What needs to be done: Go through the data and copy every line exactly, but not the images.
....................
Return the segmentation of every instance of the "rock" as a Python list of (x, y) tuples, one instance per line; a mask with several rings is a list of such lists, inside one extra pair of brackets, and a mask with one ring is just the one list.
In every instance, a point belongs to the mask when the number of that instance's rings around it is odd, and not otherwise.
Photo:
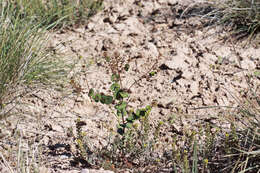
[(159, 56), (159, 52), (156, 48), (156, 46), (153, 43), (148, 43), (147, 44), (147, 48), (149, 49), (150, 55), (153, 57), (158, 57)]
[(52, 124), (52, 129), (53, 129), (54, 131), (64, 133), (63, 127), (61, 127), (61, 126), (58, 125), (58, 124)]
[(184, 58), (176, 57), (173, 60), (165, 61), (164, 65), (172, 70), (186, 69), (188, 64)]

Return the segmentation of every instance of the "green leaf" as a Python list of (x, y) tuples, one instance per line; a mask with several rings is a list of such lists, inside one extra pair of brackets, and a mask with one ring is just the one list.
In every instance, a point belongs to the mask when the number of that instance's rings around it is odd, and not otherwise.
[(140, 109), (137, 109), (134, 114), (134, 119), (137, 120), (142, 116), (142, 111)]
[(146, 109), (146, 115), (148, 115), (148, 114), (150, 114), (152, 107), (148, 105), (145, 107), (145, 109)]
[(152, 77), (152, 76), (154, 76), (154, 75), (156, 75), (156, 71), (151, 71), (151, 72), (149, 73), (149, 76), (150, 76), (150, 77)]
[(120, 96), (120, 95), (119, 95), (119, 91), (114, 92), (113, 96), (114, 96), (115, 99), (120, 100), (120, 97), (119, 97), (119, 96)]
[(111, 86), (110, 86), (110, 89), (113, 91), (113, 92), (118, 92), (120, 90), (120, 85), (118, 83), (113, 83)]
[(113, 103), (113, 97), (112, 96), (107, 96), (105, 104), (112, 104)]
[(117, 115), (118, 117), (122, 117), (122, 111), (121, 111), (121, 110), (117, 110), (116, 115)]
[(116, 106), (115, 106), (115, 108), (117, 109), (117, 110), (124, 110), (125, 108), (126, 108), (126, 102), (121, 102), (120, 104), (117, 104)]
[(130, 68), (130, 65), (129, 65), (129, 64), (126, 64), (125, 67), (124, 67), (125, 71), (128, 71), (129, 68)]
[(133, 119), (134, 120), (137, 120), (137, 119), (139, 119), (140, 118), (140, 115), (137, 115), (136, 113), (133, 113)]
[(132, 128), (133, 127), (133, 123), (126, 123), (126, 127), (127, 128)]
[(148, 105), (148, 106), (145, 107), (145, 109), (146, 109), (147, 111), (151, 111), (151, 110), (152, 110), (152, 107), (151, 107), (150, 105)]
[(135, 120), (134, 116), (129, 116), (127, 119), (126, 119), (128, 122), (133, 122)]
[(121, 92), (119, 92), (119, 94), (120, 94), (120, 96), (121, 96), (122, 98), (127, 98), (127, 97), (128, 97), (128, 93), (125, 92), (125, 91), (121, 91)]
[(126, 116), (127, 115), (127, 112), (126, 112), (126, 109), (125, 108), (123, 108), (123, 110), (122, 110), (123, 112), (123, 116)]
[(135, 115), (136, 115), (137, 117), (140, 117), (140, 109), (137, 109), (137, 110), (136, 110)]
[(119, 91), (114, 93), (115, 99), (117, 99), (117, 100), (122, 100), (123, 99), (123, 97), (120, 94), (121, 92), (123, 92), (123, 90), (120, 89)]
[(255, 72), (254, 72), (254, 75), (257, 76), (257, 77), (259, 77), (259, 76), (260, 76), (260, 71), (255, 71)]
[(112, 96), (102, 95), (100, 101), (101, 101), (101, 103), (108, 105), (108, 104), (113, 103), (113, 97)]
[(91, 89), (89, 90), (88, 96), (89, 96), (89, 97), (93, 97), (93, 96), (94, 96), (94, 89), (93, 89), (93, 88), (91, 88)]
....................
Task solution:
Return the segmentation of every instance of the "rock" as a Python list of (x, y) tuples, one instance per line; a mask with several rings is a list of such lists, inside one extra pair of brackets, and a mask with one ring is just the one list.
In every instance, a point belongs to the mask when the number of that instance's rings around it is odd, and not otherwise.
Photo:
[(159, 56), (159, 52), (156, 48), (156, 46), (153, 43), (148, 43), (147, 44), (147, 48), (149, 49), (150, 55), (153, 57), (158, 57)]
[(52, 124), (52, 129), (53, 129), (54, 131), (64, 133), (63, 127), (61, 127), (61, 126), (58, 125), (58, 124)]
[(184, 58), (176, 57), (173, 60), (165, 61), (164, 65), (172, 70), (186, 69), (188, 64)]

Return the segmentation of every instance of the "green leaf" as a Python list of (x, y) tuples, one instance per line; a mask with several rings is a list of such lists, inside one extra pair of brackets, and a mask with one ring is just the one list.
In every instance, a point belongs to the mask when the number of that instance's rings around it is odd, and not otherwise.
[(140, 109), (137, 109), (134, 114), (134, 119), (137, 120), (142, 116), (142, 111)]
[(146, 109), (146, 115), (148, 115), (148, 114), (150, 114), (152, 107), (148, 105), (145, 107), (145, 109)]
[(152, 77), (152, 76), (154, 76), (154, 75), (156, 75), (156, 71), (151, 71), (151, 72), (149, 73), (149, 76), (150, 76), (150, 77)]
[(120, 96), (120, 95), (119, 95), (119, 91), (114, 92), (113, 96), (114, 96), (115, 99), (120, 100), (120, 97), (119, 97), (119, 96)]
[(111, 86), (110, 86), (110, 89), (113, 91), (113, 92), (118, 92), (120, 90), (120, 85), (118, 83), (113, 83)]
[(113, 103), (113, 97), (112, 96), (107, 96), (105, 104), (112, 104)]
[(117, 115), (118, 117), (122, 117), (122, 111), (121, 111), (121, 110), (117, 110), (116, 115)]
[(116, 106), (115, 106), (115, 108), (117, 109), (117, 110), (124, 110), (125, 108), (126, 108), (126, 102), (121, 102), (120, 104), (117, 104)]
[(130, 68), (130, 65), (129, 65), (129, 64), (126, 64), (125, 67), (124, 67), (125, 71), (128, 71), (129, 68)]
[(133, 119), (134, 120), (137, 120), (137, 119), (139, 119), (140, 118), (140, 115), (137, 115), (136, 113), (133, 113)]
[(132, 128), (133, 127), (133, 123), (126, 123), (126, 127), (127, 128)]
[(148, 105), (148, 106), (145, 107), (145, 109), (146, 109), (147, 111), (151, 111), (151, 110), (152, 110), (152, 107), (151, 107), (150, 105)]
[(135, 120), (134, 116), (129, 116), (127, 119), (126, 119), (128, 122), (133, 122)]
[(121, 92), (119, 92), (119, 94), (120, 94), (120, 96), (121, 96), (122, 98), (127, 98), (127, 97), (128, 97), (128, 93), (125, 92), (125, 91), (121, 91)]
[(126, 116), (127, 115), (127, 112), (126, 112), (126, 109), (125, 108), (123, 108), (123, 110), (122, 110), (123, 112), (123, 116)]
[(135, 115), (136, 115), (137, 117), (140, 117), (140, 109), (137, 109), (137, 110), (136, 110)]
[(119, 91), (114, 93), (115, 99), (117, 99), (117, 100), (122, 100), (123, 99), (123, 97), (120, 94), (121, 92), (123, 92), (123, 90), (120, 89)]
[(255, 72), (254, 72), (254, 75), (257, 76), (257, 77), (259, 77), (259, 76), (260, 76), (260, 71), (255, 71)]
[(112, 96), (102, 95), (100, 101), (101, 101), (101, 103), (108, 105), (108, 104), (113, 103), (113, 97)]
[(91, 89), (89, 90), (88, 96), (89, 96), (89, 97), (93, 97), (93, 96), (94, 96), (94, 89), (93, 89), (93, 88), (91, 88)]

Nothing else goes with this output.